The task — Starting with the line that contains "Target: wall sconce light" and stopping after the line that contains "Target: blue sky", copy the entries below exactly. Include nothing else.

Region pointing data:

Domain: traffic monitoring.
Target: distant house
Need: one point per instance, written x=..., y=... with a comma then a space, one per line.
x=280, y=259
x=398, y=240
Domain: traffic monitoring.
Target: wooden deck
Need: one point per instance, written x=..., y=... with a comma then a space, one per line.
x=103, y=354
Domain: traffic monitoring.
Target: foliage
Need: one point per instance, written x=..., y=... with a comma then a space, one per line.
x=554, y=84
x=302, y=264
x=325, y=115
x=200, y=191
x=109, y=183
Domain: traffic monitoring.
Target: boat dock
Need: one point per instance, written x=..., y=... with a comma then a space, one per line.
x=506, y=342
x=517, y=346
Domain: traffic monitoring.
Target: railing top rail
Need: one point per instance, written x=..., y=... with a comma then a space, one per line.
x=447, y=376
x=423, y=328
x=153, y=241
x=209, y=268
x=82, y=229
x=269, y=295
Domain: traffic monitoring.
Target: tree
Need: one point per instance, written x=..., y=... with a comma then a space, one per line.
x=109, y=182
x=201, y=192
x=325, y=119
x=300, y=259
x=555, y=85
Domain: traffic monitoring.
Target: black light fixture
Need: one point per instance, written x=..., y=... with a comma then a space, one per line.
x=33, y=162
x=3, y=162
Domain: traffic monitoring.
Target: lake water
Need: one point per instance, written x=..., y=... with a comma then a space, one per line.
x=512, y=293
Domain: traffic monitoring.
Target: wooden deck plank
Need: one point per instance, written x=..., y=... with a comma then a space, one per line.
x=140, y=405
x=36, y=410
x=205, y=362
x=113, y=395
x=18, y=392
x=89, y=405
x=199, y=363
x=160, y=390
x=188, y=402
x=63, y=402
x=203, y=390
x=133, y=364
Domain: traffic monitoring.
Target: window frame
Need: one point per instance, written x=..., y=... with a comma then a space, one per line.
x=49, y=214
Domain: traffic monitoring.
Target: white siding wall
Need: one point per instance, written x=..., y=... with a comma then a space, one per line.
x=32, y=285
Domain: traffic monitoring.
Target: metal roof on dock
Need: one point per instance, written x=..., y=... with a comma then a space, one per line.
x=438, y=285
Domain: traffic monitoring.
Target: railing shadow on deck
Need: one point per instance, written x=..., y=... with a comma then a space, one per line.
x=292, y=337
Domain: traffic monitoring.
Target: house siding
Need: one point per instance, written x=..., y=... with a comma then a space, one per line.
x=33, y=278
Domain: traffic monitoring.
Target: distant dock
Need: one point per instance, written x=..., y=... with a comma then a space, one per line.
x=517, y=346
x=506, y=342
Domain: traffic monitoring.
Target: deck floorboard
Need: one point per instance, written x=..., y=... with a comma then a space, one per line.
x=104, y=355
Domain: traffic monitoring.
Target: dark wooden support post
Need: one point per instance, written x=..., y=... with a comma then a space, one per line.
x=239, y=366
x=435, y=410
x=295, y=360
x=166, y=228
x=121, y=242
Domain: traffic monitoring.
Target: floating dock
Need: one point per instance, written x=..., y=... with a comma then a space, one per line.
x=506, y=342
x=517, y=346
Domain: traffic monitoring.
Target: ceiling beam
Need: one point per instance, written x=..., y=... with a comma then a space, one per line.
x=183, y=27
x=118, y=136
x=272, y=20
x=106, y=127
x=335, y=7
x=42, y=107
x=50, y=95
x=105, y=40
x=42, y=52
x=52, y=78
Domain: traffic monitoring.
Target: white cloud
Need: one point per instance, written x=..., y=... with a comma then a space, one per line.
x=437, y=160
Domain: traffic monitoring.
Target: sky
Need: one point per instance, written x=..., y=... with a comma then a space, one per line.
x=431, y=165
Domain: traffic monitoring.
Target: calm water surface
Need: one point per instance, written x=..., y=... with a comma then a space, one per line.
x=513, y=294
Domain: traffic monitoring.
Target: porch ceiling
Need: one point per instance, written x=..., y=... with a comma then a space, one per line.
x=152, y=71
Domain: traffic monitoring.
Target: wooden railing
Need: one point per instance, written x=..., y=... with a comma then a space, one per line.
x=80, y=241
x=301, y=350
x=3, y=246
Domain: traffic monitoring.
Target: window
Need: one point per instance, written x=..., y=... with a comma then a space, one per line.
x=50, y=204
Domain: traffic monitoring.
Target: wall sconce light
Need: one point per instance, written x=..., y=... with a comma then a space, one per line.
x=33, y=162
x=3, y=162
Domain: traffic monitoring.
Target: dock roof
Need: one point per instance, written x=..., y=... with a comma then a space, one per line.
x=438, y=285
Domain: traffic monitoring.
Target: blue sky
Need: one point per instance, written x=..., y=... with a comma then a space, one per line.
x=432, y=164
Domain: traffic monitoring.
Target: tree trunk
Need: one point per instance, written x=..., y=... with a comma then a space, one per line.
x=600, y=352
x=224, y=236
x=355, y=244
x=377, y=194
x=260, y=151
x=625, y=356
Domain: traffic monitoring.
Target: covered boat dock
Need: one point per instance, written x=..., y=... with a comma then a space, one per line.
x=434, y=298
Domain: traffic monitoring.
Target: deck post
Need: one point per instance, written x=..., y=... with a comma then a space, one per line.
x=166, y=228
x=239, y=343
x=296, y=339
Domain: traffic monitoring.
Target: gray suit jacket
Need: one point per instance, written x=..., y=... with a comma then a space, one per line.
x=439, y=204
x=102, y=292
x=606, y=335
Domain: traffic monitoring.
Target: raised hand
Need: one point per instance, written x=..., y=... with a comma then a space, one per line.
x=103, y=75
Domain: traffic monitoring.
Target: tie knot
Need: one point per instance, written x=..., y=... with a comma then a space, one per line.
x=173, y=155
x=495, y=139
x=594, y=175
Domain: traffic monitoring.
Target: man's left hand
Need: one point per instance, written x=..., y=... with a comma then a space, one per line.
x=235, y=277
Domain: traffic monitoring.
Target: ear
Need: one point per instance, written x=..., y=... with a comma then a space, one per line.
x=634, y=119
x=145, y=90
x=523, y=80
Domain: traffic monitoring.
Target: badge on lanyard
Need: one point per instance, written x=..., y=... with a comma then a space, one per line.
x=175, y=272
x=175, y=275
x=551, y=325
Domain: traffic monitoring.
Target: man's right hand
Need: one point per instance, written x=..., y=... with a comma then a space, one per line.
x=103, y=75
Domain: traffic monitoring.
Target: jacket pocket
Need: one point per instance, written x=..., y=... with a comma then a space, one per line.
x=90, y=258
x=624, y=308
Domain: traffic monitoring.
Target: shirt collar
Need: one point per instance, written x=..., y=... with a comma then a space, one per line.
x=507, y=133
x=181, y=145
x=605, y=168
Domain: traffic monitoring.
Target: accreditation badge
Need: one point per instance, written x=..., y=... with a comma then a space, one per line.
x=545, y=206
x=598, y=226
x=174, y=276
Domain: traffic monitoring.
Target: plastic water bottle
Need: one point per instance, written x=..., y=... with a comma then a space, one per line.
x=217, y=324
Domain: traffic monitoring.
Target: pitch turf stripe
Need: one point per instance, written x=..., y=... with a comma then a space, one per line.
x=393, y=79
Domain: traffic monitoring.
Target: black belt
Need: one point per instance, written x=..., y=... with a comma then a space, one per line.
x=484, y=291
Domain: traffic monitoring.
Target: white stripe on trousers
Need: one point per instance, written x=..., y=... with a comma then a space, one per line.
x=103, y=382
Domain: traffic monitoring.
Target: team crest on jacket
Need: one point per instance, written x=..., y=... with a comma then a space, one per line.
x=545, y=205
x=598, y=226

Solution —
Target: wall sconce light
Need: one point per instance, written x=..., y=... with a comma then a space, one per line.
x=33, y=162
x=3, y=162
Domain: traffic monitoring.
Target: dock roof
Need: one point per instance, written x=..., y=... with a comma then a space, one per line.
x=438, y=285
Domain: traffic monitoring.
Target: blue sky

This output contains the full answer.